::: TEXT PASSAGE :::
Why Forest Importances Are More Stable
A single tree's feature importance depends heavily on which training sample it saw. Train two trees with different random seeds and you can get very different importance rankings.
A Random Forest averages importances over hundreds of trees, each trained on a different bootstrap sample. The result is a stable ranking — retrain with a different seed and the top features remain the same.
import numpy as np
# Measure stability: train 20 times with different seeds
importances_runs = []
for seed in range(20):
rf = RandomForestClassifier(n_estimators=100, random_state=seed)
rf.fit(X_train, y_train)
importances_runs.append(rf.feature_importances_)
# Low std = stable, trustworthy importance
stds = np.std(importances_runs, axis=0)
for name, std in zip(feature_names, stds):
print(f"{name}: std = {std:.4f}")
PE File Feature Interpretation
In a malware-vs-benign classifier, the forest reveals which static analysis features matter most:
| Feature | High value in malware | Security reason |
|---|---|---|
file_entropy | ~7.2 (near maximum) | Packed/encrypted malware has high entropy |
has_packer_sig | 68% vs 5% benign | Packers evade antivirus static analysis |
virtual_size_ratio | ~2.8 (inflated) | Malware unpacks itself in memory |
import_entropy | Lower — fewer imports | Targeted API calls (e.g., CreateRemoteThread) |
num_imports | Lower | Minimal import table to evade static analysis |
Extracting and Plotting Importances
import matplotlib.pyplot as plt
rf = RandomForestClassifier(n_estimators=200, random_state=42)
::: EXTRACTED RECORDS :::
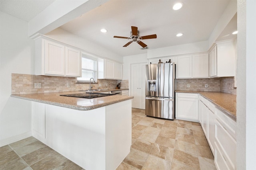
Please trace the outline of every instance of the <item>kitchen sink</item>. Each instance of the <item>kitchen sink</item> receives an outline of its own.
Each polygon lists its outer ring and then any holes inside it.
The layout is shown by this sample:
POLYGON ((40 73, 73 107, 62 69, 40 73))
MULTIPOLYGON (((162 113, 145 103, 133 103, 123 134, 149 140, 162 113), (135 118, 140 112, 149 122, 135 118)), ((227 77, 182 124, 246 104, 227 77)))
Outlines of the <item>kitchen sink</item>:
POLYGON ((114 95, 114 94, 105 94, 103 93, 82 93, 75 94, 62 94, 60 96, 91 99, 92 98, 99 98, 100 97, 107 96, 112 96, 114 95))
POLYGON ((108 89, 98 89, 98 90, 79 90, 80 92, 96 92, 97 91, 104 91, 104 90, 108 90, 108 89))

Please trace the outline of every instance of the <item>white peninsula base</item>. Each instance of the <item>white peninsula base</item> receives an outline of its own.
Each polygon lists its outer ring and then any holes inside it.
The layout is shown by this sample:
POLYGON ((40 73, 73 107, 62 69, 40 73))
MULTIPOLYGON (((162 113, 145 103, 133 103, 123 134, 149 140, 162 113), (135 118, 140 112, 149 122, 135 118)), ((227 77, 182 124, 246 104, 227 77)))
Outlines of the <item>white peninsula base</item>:
POLYGON ((33 136, 83 168, 116 169, 129 153, 131 100, 88 111, 33 103, 33 136))

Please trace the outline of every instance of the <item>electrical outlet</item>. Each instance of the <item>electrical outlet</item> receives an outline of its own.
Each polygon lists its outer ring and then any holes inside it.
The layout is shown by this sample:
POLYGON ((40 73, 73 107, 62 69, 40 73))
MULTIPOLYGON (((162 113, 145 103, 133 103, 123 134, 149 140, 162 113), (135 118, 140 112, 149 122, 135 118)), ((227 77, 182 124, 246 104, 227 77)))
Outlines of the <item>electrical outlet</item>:
POLYGON ((42 83, 35 83, 34 86, 35 88, 42 88, 42 83))
POLYGON ((70 83, 67 83, 67 87, 70 87, 70 83))

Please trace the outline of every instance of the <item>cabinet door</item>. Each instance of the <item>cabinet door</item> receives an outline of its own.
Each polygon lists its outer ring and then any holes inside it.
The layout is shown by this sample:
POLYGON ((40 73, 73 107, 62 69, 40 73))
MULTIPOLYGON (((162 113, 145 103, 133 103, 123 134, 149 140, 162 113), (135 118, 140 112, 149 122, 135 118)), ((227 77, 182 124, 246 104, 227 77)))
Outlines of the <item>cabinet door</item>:
POLYGON ((202 129, 204 133, 204 135, 206 137, 207 137, 208 134, 208 108, 206 106, 203 104, 203 125, 202 129))
POLYGON ((115 62, 105 59, 104 71, 105 78, 114 79, 115 78, 115 62))
POLYGON ((214 139, 215 139, 215 118, 214 114, 210 109, 208 109, 208 142, 212 152, 214 155, 214 139))
POLYGON ((65 46, 46 40, 44 45, 44 74, 64 76, 65 46))
POLYGON ((198 100, 198 117, 201 125, 203 125, 203 107, 204 104, 201 100, 198 100))
POLYGON ((131 64, 131 95, 132 107, 140 109, 145 108, 146 63, 131 64))
POLYGON ((177 104, 178 113, 176 113, 176 118, 198 121, 197 98, 178 97, 177 104))
POLYGON ((215 46, 210 52, 210 76, 217 76, 217 47, 215 46))
POLYGON ((32 102, 32 135, 41 141, 45 139, 45 104, 32 102))
POLYGON ((208 77, 208 53, 193 55, 193 78, 208 77))
POLYGON ((192 56, 178 57, 178 78, 192 78, 192 56))
MULTIPOLYGON (((132 107, 140 108, 141 96, 140 93, 139 64, 131 65, 131 95, 134 97, 132 100, 132 107)), ((145 98, 145 96, 144 96, 145 98)))
POLYGON ((66 48, 66 76, 80 77, 80 51, 70 47, 66 48))
POLYGON ((122 65, 118 63, 115 63, 115 78, 122 80, 123 75, 122 65))
POLYGON ((215 124, 215 144, 219 149, 225 164, 230 170, 236 169, 236 141, 225 129, 218 120, 215 124))

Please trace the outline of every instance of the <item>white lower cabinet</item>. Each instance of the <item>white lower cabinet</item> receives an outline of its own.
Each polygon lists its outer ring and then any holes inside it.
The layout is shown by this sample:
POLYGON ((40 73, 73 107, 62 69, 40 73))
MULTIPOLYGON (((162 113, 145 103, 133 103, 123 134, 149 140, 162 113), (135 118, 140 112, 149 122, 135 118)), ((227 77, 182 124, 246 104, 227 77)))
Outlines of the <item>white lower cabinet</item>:
POLYGON ((32 102, 32 135, 40 141, 45 140, 45 104, 32 102))
POLYGON ((198 98, 199 121, 217 169, 236 169, 236 122, 201 95, 198 98))
POLYGON ((198 94, 176 93, 176 119, 198 121, 198 94))
POLYGON ((236 122, 216 109, 214 159, 218 170, 236 169, 236 122), (223 119, 222 119, 223 118, 223 119))
POLYGON ((122 91, 122 96, 129 96, 129 90, 124 90, 122 91))

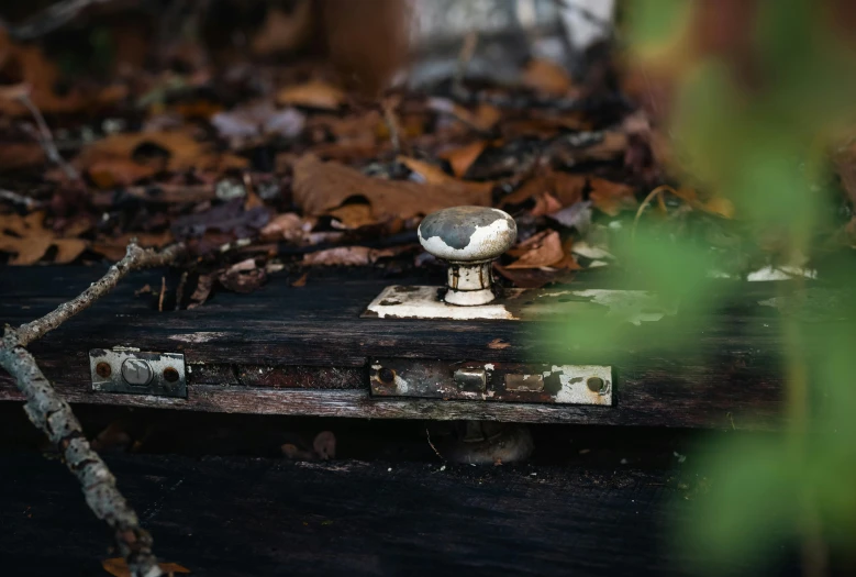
:::
■ **WORK TO COMPLETE**:
Quote the passage on forest importances word for word from "A Random Forest" to "remain the same.". This material has no connection to the passage on forest importances.

■ **ANSWER TO THIS TASK**:
A Random Forest averages importances over hundreds of trees, each trained on a different bootstrap sample. The result is a stable ranking — retrain with a different seed and the top features remain the same.